[Data records]
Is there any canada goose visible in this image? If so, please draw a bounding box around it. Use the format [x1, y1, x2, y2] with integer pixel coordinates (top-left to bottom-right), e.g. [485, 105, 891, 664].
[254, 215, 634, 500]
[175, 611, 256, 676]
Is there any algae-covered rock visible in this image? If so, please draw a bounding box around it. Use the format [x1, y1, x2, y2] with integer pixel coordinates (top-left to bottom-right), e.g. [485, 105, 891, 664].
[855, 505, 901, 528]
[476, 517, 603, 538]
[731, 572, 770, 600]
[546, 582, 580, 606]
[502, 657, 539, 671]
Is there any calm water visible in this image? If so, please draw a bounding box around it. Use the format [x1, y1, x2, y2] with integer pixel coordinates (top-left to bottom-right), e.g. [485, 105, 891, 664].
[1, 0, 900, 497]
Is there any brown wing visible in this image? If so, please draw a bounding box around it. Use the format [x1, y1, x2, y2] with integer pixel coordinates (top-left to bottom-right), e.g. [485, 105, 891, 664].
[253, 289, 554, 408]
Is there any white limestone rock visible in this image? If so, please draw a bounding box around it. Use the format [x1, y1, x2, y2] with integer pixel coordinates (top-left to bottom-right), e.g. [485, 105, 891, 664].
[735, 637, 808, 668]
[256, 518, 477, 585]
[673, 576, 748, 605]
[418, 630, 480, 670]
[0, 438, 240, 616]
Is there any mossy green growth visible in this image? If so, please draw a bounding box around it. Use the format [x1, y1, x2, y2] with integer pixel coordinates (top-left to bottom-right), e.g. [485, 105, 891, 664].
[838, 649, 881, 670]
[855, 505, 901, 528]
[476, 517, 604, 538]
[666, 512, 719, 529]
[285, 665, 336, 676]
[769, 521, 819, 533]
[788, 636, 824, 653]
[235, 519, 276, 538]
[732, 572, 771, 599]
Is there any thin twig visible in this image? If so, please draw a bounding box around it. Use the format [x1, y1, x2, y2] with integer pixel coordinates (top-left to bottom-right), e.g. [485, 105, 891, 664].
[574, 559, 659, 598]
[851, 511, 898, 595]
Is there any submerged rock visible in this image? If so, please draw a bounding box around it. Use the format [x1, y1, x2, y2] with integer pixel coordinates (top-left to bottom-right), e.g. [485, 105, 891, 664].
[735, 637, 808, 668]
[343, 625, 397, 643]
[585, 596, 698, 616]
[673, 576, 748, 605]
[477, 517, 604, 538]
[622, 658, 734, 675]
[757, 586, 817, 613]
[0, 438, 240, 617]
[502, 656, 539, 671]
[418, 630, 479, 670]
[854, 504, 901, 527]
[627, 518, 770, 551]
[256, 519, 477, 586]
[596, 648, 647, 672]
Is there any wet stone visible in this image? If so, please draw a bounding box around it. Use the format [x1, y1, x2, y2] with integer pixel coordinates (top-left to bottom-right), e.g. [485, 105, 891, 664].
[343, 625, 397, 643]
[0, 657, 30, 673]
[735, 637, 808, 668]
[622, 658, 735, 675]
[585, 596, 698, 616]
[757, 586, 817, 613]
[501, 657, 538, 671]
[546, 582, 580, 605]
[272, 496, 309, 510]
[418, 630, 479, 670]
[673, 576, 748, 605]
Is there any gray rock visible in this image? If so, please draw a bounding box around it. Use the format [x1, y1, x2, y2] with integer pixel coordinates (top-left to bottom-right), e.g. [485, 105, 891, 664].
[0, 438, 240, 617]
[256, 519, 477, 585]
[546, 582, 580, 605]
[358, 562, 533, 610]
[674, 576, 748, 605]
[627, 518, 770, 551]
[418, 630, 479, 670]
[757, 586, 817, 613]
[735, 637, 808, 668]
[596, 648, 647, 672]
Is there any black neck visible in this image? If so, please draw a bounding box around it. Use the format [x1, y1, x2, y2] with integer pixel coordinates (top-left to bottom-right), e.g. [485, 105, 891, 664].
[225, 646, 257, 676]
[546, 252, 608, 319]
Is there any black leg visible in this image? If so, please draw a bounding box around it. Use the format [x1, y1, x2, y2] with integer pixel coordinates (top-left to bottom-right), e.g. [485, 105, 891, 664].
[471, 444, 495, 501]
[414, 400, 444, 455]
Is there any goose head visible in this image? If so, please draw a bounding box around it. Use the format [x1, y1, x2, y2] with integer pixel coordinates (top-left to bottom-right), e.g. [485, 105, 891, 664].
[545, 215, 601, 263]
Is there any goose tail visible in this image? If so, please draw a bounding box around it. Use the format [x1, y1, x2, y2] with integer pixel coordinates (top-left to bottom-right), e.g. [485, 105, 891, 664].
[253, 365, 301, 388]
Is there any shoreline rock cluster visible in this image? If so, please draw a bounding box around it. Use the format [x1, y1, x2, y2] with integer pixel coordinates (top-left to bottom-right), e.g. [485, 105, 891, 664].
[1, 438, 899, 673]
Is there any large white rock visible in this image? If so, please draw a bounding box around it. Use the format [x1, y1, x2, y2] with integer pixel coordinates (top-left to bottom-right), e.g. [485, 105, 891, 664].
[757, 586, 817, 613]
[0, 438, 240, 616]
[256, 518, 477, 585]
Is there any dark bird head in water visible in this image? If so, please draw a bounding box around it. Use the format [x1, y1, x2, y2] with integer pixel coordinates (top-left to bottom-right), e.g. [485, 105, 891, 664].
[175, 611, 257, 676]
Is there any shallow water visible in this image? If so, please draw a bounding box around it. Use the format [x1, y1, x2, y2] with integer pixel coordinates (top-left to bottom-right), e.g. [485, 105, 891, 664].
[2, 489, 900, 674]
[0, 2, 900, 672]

(EXERCISE GOAL): Write out, without alteration, the line that contains "Is there any black neck" and all subsequent lines down to the end of the data above.

(EXERCISE RESPONSE):
Is there any black neck visible in this image? If so, please draw a bounding box around it. Use the format [x1, y1, x2, y2] with integer pixel coordinates (top-left to bottom-right), e.g. [485, 105, 891, 664].
[225, 646, 257, 676]
[546, 252, 608, 319]
Is there any black leg visible in this image? If so, please draw a bounding box around it. Use the format [x1, y1, x2, y2] with integer pixel coordinates (top-left to bottom-right), e.g. [485, 105, 891, 664].
[471, 444, 495, 501]
[414, 400, 444, 455]
Is there any goose head visible in this image? If so, please draw a bounding box around it. Use the format [x1, y1, x2, y2] with integer pixel coordinates (top-left to bottom-right), e.g. [485, 105, 891, 664].
[545, 215, 601, 263]
Is there any goose tail visible in this image? If so, please draw a bounding box around it. Use the format [x1, y1, x2, y2] with integer pixel coordinates (top-left to bottom-right), e.g. [485, 105, 891, 664].
[253, 365, 301, 388]
Is there any shoreline rock cluster visible in this image? If so, please draw a bounding box around it. Use the format [x1, y1, x2, y2] with integer pixel coordinates (top-left to bottom-right), e.g. [485, 105, 891, 664].
[1, 438, 899, 673]
Is there any large white rock visible in this image? If so, please draw a bounding box around it. Use the format [x1, y1, x2, y2] with integer pixel coordinates (top-left to bottom-right), e.g. [485, 105, 891, 664].
[757, 586, 817, 613]
[0, 438, 240, 616]
[256, 518, 477, 585]
Is there any dark bird head in water visible in this image? If so, please draw a bounding box around it. Use the format [x1, y1, x2, y2] with integer pixel coordinates (top-left to bottom-right), e.g. [485, 105, 891, 664].
[175, 611, 257, 676]
Is there any shallow water visible in this image? If so, please draw a bounding box around it. Use the format [x1, y1, x2, y2] with integer pixel coordinates (top-left to bottom-right), e.g. [485, 105, 891, 664].
[2, 489, 900, 674]
[0, 2, 900, 672]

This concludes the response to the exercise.